__Kutipan Dokumen__
____

Penduduk setempat mempercayai bahwa makam yang keramat itu adalah makam Syeh
Jangkung, seorang ulama Islam yang legendaris. Menurut Serat Syeh Jankung dan
masyarakat yang tinggal di sekitar makam bahwa syeh Jankung itu hidup pada
zaman kerajaan Demak pada abad ke-16. Namun di desa Lendah Kabupaten
Kulonprogo, Yogyakarta juga terdapat sebuah makam kuno yang menurut Juru
Kuncinya adala makam Syeh Jangkung. Konon, semasa hidupnya, Ngersa Dalem Sultan
Hamengku Buwono IX, sering berziarah ke makam Syeh Jangkung di Lendah.[3]
Sejak
runtuhnya kekaisaran Ngerum pada tahun 1453 M. Aktivitas Para Wali Sanga, kejayaan Mataram pada masa Sultan
Agung sampai masa Bupati Pati yang bernama Mangun Oneng, semua cerita tentang
Saridin alias Syeh Jangkung ini serba rancau. Para tokoh yang terkait, kurun
waktu kejadiannya serta isi cerita itu sendiri, tidak cocok sama sekali. Sebagai
contoh! Pada waktu ketika Saridin Menerima gelar Syeh dari Kaisar Ngerum
(Romawi) yang pada waktu itu adalah seorang Kristiani (Kaisar Constantinus XI
Palaeologus).[4]
Pada waktu itu Saridin sudah dewasa. Sementara, baik Sunan Bonang maupun Sunan
Kalijaga, belum lahir. Dewi sujinah, istri Sunan Muria adalah kakak perempuan
Sunan Kudus. Pernikahan Sunan Muria dengan Dewi Sujinah mempunyai seorang
putra, bernama Raden Santri atau Raden Prawata (bukan Sunan Prawata kakak Ratu
Kaliyamat). Sebagai pewaris Sunan Kalijaga, kelak ia terkenal dengan sebutan
Pangeran Adilangu, yang banyak melahirkan karya-karya sastra.

____

__Catatan yang Diberikan__
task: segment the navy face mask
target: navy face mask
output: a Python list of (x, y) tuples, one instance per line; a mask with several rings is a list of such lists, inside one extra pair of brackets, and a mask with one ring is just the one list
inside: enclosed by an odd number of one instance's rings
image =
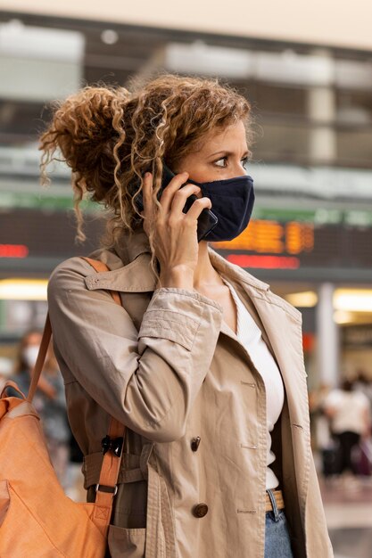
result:
[(248, 226), (254, 203), (253, 179), (246, 175), (214, 180), (188, 183), (200, 186), (203, 195), (210, 198), (211, 211), (219, 222), (203, 240), (219, 242), (236, 238)]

____

__Tujuan__
Terjemahkan kalimat berikut dari teks tentang Syeh Jangkung ke dalam bahasa Inggris: "Konon, semasa hidupnya, Ngersa Dalem Sultan Hamengku Buwono IX, sering berziarah ke makam Syeh Jangkung di Lendah."

__Jawaban Tugas__
It is said that during his lifetime, Ngersa Dalem Sultan Hamengku Buwono IX often made pilgrimages to the tomb of Syeh Jangkung in Lendah.